Si el conocer nuestra virtud de la amistad permite conocer, por connaturalidad, indirectamente, nuestro hábito de sabiduría, con todo, no da noticia de nuestro acto de ser personal, porque dicho hábito no es el acto de ser personal humano, sino, precisamente, un hábito o disposición suya. Por otra parte, como se ha indicado el saber propio del hábito de sabiduría es superior al conocer propio de la sindéresis. Si se acepta la distinción real tomista entre esencia y acto de ser, y se tiene en cuenta tal distinción en antropología, es pertinente decir que el conocer propio del hábito de sabiduría alcanza al acto de ser personal, mientras que el conocer propio de la sindéresis ilumina la esencia humana. La persona no se reduce al yo, porque el acto de ser es irreductible a la esencia humana.

Lo que se propone a estudio es, en concreto, que el conocer propio de la sindéresis, al iluminar la virtud de la amistad, da noticia afectiva, por connaturalidad, de un modo nuestro de conocer personal muy alto, el propio del hábito de sabiduría. Ahora bien, dar noticia de la existencia del hábito de sabiduría no es ejercer dicho hábito ni tampoco, obviamente, alcanzar el tema de dicho hábito: el “actus essendi hominis”. Por tanto, el conocimiento por connaturalidad es inferior al propio del hábito de sabiduría19. En efecto, mientras que la aludida connaturalidad nota que disponemos del hábito de sabiduría, éste alcanza nuestro acto de ser personal. En rigor, el conocer por connaturalidad es inferior al conocimiento que proporciona el hábito de sabiduría. Sin embargo, el conocimiento por connaturalidad es superior al resto de niveles cognoscitivos humanos que radican en la esencia humana20.
______________________________
Tareas
1: En el texto sobre el hábito de sabiduría, ¿qué alcanza el conocer propio de ese hábito?
2: Sigue escribiendo el texto sobre el hábito de sabiduría a partir de su última oración.
Este material viene de otra fuente.

Datos registrados
______________________________
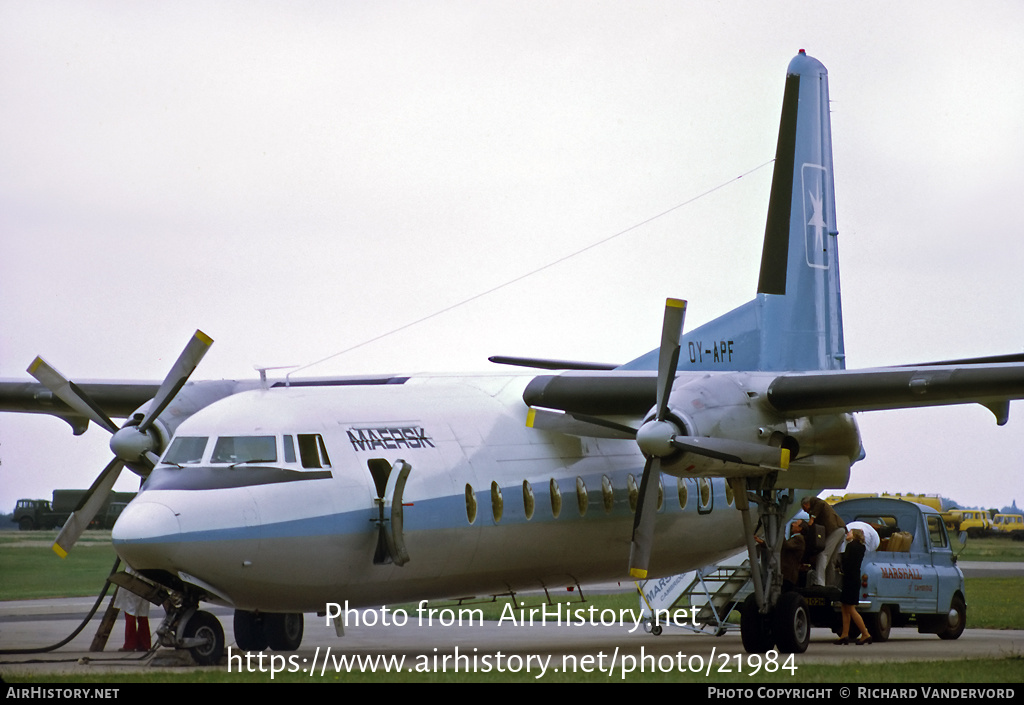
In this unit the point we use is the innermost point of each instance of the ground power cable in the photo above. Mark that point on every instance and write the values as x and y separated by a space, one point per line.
77 631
______________________________
Respuestas en orden
1: Alcanza el acto de ser personal.

2:
El conocer por connaturalidad es, por tanto, un conocimiento muy elevado. No obstante, a pesar de esa gran prerrogativa, este conocer acarrea también una notoria desventaja, y es que, dado su componente precisamente afectivo, no es, a distinción de otros modos de conocer, un conocimiento estrictamente intelectual. Algunos implican en el conocer del hábito de sabiduría el querer, el afecto, pues dicen que en tal conocer está inmersa la voluntad. Pero no es la voluntad lo que se conoce mediante del hábito de sabiduría por la sindéresis, porque el tema del hábito de sabiduría es superior a él, y es claro que superior a él sólo son los actos de ser personales. En cambio, la voluntad es una potencia, y ninguna potencia humana es el acto de ser personal.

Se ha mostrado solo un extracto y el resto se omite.